-- START OF Text block --
Portuguese navigator Ferdinand Magellan died fighting warriors led by native chieftain Lapulapu in the Battle of Mactan on April 27, 1521. But was his act a virtual case of suicide? Read on.
Magellan’s death climaxed a series of strange behaviors allegedly attributed to his realization, after landing in Homonhon Island in southern Samar, that his expedition had failed its purpose and had already overstepped its avowed geographical and political limits.
The possible suicide angle can be inferred from a theory proposed by historian Rolando Laguarda Trias, a retired Uruguayan infantry colonel, during a conference on the Magellan expedition’s quest for the Moluccas held in Lisbon, Portugal in 1973.
Laguarda Trias is considered the top expert of early Portuguese and Spanish navigations along the coast of South America. His conference paper on the Magellan expedition was brought to the attention of the English-speaking world by Dr. Jean-Yves Blot, a Portuguese historian, through his monograph “Magellan in the Visayas, March-April 1521: A Possible Landmark in Homonhon Island” (Lisbon, 1997).
Early years Existing literature about Ferdinand Magellan tell that he was born in northern Portugal around 1480. Of noble parentage, he served as a page in the Portuguese Court in his younger years.
In 1505, Magellan sailed for India under Francisco de Almeida, who had been appointed first viceroy of Portuguese India by King Manuel I. Under Almeida, Magellan apparently took part in several fighting on the East African coast and in the great Portuguese naval victory over the Arabs off Diu in the Indian Ocean in 1509.
Magellan was still in India when Afonso de Albuquerque replaced Almeida in 1510. First sent to India in 1503, Albuquerque built a fortress in Cochin, his base for founding the Portuguese empire in the Indian Ocean, which lasted more than a century.
As viceroy, Albuquerque captured Goa in 1510 and converted the place into the center of Portuguese power in the east. In 1511, he seized Malacca on the Malay Peninsula, where he built a naval base. From this base, the Portuguese established trade relations with Macau in China and gained access to the rich spice trade in the East Indies by 1515.
Malacca In 1509, two years before Albuquerque’s siege, Magellan had joined a reconnaissance mission to Malacca. This mission was sent directly from Portugal and headed by Diego Lopes de Sequiera. Magellan was an officer on a fourth ship, sent along from India by Almeida. A fellow officer on the same ship was Francisco Serrano, who would play a significant role in the drama of the Spice Islands.
-- END OF Text block --
-- START OF Material for the task --
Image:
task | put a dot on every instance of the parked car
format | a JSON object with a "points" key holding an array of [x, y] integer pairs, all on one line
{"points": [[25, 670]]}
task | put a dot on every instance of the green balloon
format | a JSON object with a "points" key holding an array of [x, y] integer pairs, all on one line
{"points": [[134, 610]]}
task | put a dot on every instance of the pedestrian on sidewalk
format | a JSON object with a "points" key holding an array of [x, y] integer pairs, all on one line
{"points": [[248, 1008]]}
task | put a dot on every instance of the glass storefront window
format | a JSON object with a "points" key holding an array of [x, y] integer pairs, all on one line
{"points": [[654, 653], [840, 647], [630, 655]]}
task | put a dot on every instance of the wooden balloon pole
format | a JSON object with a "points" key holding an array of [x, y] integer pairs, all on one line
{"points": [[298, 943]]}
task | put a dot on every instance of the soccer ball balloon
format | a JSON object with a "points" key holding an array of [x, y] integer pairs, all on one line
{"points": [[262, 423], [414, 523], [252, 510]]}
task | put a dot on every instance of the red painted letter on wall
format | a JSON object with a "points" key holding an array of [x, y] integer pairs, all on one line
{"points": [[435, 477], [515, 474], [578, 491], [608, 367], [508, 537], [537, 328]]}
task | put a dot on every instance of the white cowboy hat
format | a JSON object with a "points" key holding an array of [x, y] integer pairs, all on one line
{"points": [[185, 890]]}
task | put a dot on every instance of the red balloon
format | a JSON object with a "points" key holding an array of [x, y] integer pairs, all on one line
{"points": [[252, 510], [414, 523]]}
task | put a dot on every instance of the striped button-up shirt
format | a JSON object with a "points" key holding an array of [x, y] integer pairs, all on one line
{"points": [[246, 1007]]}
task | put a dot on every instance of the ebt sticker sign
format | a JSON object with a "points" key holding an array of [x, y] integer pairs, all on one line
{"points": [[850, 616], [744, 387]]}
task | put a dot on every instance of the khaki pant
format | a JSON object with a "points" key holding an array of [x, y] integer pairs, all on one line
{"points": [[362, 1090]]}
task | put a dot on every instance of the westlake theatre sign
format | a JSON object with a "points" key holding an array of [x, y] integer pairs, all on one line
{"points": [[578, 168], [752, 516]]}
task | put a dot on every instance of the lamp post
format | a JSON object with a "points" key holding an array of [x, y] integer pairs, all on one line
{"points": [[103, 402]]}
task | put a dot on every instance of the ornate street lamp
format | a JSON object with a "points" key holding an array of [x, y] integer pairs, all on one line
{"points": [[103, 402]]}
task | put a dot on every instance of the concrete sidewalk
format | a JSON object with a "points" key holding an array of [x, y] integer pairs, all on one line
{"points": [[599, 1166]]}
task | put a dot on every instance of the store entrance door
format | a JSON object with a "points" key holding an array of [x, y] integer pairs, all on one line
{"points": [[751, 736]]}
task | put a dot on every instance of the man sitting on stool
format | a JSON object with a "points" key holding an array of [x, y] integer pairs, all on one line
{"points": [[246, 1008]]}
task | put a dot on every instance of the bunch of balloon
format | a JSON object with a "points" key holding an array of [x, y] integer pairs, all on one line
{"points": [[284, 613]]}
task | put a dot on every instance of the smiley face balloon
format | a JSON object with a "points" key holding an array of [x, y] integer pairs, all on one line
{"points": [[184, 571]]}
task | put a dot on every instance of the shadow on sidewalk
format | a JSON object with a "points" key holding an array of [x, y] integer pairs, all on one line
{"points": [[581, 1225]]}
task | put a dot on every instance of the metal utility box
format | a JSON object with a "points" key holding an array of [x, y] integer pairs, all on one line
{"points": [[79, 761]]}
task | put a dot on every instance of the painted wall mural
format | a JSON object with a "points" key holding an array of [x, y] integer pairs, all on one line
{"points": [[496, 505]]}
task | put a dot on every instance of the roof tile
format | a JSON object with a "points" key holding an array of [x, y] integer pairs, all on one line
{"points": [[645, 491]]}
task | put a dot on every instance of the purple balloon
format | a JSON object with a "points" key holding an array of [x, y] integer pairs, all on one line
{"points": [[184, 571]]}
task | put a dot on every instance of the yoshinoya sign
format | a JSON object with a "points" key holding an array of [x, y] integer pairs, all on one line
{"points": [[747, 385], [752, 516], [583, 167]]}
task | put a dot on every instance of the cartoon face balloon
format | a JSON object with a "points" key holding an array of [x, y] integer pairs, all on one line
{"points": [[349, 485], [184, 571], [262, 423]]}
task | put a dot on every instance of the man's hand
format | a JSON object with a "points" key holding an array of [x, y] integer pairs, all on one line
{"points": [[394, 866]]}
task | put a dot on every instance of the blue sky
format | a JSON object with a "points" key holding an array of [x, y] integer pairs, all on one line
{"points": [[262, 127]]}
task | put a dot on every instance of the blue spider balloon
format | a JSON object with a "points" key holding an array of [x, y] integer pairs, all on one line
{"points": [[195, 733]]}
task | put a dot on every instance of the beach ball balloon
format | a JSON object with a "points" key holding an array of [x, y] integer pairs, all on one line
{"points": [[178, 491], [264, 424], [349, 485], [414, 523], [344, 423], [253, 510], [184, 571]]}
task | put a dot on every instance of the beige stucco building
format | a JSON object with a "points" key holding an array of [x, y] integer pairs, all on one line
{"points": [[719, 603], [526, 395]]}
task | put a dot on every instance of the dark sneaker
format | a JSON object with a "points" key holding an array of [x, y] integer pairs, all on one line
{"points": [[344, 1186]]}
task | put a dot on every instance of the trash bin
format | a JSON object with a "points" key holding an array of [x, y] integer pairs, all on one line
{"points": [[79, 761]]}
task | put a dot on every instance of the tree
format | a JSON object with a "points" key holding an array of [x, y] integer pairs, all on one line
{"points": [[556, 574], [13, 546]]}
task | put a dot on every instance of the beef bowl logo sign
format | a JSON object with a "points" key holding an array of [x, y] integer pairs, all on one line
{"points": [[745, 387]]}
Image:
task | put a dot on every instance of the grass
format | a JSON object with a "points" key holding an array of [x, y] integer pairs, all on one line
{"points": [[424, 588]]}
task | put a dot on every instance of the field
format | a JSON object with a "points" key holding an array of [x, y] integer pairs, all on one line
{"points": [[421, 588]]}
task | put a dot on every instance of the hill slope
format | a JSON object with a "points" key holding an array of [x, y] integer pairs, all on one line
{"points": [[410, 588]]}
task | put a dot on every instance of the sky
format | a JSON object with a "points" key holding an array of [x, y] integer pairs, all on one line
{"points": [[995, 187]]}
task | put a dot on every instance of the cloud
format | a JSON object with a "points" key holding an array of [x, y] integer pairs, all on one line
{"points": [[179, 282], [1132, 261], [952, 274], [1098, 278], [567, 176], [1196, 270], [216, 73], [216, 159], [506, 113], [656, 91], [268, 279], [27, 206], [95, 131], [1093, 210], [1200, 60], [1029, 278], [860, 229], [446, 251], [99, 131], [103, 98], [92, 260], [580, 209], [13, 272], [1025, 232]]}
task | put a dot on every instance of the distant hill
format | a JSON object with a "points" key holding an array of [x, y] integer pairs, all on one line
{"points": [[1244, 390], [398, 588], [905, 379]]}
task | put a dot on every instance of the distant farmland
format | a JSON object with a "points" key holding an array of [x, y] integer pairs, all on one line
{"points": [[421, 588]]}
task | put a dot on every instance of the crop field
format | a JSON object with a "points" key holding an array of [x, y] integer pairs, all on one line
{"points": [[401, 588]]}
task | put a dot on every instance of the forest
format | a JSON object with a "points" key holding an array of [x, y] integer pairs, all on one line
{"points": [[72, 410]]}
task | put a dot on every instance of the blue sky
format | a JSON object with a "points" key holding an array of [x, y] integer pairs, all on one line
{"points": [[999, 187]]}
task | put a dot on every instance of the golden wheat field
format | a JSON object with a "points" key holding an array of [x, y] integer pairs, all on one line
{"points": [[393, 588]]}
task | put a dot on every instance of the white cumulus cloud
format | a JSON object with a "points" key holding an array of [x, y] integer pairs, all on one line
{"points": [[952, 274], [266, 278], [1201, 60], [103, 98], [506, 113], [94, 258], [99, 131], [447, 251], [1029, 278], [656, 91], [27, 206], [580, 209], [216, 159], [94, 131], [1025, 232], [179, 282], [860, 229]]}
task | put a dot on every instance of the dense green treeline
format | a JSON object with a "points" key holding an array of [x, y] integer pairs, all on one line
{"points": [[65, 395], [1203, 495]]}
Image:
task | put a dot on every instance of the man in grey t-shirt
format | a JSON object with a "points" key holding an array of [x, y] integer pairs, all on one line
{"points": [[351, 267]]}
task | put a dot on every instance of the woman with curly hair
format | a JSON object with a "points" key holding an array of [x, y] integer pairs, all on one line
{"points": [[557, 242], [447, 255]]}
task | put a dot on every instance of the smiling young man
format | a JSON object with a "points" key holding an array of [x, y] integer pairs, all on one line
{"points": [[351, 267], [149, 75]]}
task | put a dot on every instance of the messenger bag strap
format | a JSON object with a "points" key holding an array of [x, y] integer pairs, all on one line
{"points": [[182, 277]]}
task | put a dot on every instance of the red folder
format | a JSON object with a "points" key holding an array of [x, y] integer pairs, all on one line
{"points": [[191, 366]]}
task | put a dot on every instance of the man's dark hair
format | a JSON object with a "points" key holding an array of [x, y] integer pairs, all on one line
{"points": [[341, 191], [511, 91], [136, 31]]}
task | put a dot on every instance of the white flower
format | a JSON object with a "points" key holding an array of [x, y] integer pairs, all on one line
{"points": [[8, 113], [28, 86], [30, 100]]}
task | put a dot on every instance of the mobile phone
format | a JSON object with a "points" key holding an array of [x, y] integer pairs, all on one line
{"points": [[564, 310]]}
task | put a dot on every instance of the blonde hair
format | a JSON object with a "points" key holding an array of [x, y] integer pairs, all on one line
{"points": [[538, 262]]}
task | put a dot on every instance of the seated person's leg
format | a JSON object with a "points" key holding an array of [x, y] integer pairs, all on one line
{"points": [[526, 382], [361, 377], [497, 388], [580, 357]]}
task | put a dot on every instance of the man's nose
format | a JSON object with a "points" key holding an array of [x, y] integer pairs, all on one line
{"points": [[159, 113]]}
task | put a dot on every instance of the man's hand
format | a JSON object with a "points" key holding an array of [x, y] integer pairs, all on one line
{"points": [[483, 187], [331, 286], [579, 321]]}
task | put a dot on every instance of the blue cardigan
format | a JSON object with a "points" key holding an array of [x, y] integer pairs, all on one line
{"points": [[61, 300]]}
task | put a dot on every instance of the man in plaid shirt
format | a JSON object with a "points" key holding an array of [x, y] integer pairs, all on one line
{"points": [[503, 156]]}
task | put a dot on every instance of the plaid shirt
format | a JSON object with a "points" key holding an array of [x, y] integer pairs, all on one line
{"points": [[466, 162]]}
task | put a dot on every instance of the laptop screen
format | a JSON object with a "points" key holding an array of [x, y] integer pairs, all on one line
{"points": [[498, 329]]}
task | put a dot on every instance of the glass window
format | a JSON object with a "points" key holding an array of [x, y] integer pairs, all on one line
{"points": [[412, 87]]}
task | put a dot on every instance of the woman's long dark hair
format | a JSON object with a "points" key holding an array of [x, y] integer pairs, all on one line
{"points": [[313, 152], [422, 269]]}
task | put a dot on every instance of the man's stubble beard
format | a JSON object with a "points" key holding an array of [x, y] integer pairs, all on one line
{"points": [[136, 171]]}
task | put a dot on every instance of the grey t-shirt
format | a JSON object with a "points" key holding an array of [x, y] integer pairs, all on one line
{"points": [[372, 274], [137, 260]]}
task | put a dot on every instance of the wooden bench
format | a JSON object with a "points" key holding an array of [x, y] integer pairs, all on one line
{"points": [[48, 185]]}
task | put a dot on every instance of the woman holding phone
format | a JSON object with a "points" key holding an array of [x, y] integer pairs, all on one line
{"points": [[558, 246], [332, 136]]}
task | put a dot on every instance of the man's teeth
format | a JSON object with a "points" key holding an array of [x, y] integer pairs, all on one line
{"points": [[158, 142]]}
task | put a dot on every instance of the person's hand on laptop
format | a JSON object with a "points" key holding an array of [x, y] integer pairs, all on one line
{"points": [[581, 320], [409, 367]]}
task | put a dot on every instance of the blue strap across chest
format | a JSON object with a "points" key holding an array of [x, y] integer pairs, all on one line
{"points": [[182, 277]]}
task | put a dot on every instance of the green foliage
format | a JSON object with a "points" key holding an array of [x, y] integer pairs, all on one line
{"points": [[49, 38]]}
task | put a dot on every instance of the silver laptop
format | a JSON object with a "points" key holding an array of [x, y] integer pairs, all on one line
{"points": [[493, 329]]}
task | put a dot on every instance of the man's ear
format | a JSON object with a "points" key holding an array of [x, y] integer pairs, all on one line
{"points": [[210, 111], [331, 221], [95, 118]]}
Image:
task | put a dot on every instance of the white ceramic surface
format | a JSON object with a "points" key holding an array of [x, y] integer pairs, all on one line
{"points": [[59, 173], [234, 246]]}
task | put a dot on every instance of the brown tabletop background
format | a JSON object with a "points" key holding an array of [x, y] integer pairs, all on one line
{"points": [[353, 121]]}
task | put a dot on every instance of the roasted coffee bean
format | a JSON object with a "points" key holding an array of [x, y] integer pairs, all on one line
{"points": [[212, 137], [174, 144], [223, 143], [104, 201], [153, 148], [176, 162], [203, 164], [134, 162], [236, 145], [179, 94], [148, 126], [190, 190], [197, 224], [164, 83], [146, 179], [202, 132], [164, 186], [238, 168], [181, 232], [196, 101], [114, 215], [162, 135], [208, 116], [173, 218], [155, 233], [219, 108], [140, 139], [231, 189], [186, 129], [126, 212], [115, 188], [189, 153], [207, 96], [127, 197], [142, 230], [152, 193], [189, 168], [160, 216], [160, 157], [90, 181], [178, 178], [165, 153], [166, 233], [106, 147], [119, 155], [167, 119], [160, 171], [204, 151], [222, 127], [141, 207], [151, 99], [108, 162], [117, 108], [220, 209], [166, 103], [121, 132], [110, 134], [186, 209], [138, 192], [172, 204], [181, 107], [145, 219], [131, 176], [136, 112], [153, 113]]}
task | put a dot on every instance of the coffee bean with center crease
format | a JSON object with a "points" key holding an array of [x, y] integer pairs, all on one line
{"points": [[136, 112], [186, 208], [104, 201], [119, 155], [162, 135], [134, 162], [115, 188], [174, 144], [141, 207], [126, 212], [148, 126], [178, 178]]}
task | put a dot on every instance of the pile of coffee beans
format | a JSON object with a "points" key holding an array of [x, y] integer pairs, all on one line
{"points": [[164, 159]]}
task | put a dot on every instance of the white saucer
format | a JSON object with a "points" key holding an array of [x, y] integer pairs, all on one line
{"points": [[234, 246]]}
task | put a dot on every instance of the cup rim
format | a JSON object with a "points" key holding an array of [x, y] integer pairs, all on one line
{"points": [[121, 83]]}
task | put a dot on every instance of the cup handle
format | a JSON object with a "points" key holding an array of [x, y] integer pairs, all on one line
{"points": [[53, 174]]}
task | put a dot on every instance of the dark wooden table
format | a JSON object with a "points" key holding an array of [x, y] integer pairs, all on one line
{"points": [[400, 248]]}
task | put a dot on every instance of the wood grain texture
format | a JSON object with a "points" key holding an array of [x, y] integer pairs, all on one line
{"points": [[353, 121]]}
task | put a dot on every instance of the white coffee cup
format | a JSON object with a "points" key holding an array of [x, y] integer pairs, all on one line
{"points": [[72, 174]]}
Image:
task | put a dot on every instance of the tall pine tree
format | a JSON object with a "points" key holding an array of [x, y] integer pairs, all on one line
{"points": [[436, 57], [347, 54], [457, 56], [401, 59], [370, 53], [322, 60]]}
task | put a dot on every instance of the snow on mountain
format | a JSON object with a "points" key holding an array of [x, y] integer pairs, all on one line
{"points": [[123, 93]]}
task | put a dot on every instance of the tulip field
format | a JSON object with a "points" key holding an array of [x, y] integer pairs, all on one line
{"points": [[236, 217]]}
-- END OF Material for the task --
Challenges:
(A) Using the text on Magellan, say whether each statement agrees with it: (i) Magellan died in the Battle of Mactan on April 27, 1521; (ii) Laguarda Trias presented his theory at a conference held in Madrid; (iii) Albuquerque seized Malacca in 1511. Give yes or no for each, quoting the deciding words of the text.
(B) Return every line of the listing that contains the word "balloon".

Exercise results:
(A)
(i) Yes: "died fighting warriors led by native chieftain Lapulapu in the Battle of Mactan on April 27, 1521"
(ii) No: "held in Lisbon, Portugal in 1973"
(iii) Yes: "In 1511, he seized Malacca on the Malay Peninsula"

(B)
task | put a dot on every instance of the green balloon
task | put a dot on every instance of the wooden balloon pole
task | put a dot on every instance of the soccer ball balloon
task | put a dot on every instance of the red balloon
task | put a dot on every instance of the bunch of balloon
task | put a dot on every instance of the smiley face balloon
task | put a dot on every instance of the purple balloon
task | put a dot on every instance of the cartoon face balloon
task | put a dot on every instance of the blue spider balloon
task | put a dot on every instance of the beach ball balloon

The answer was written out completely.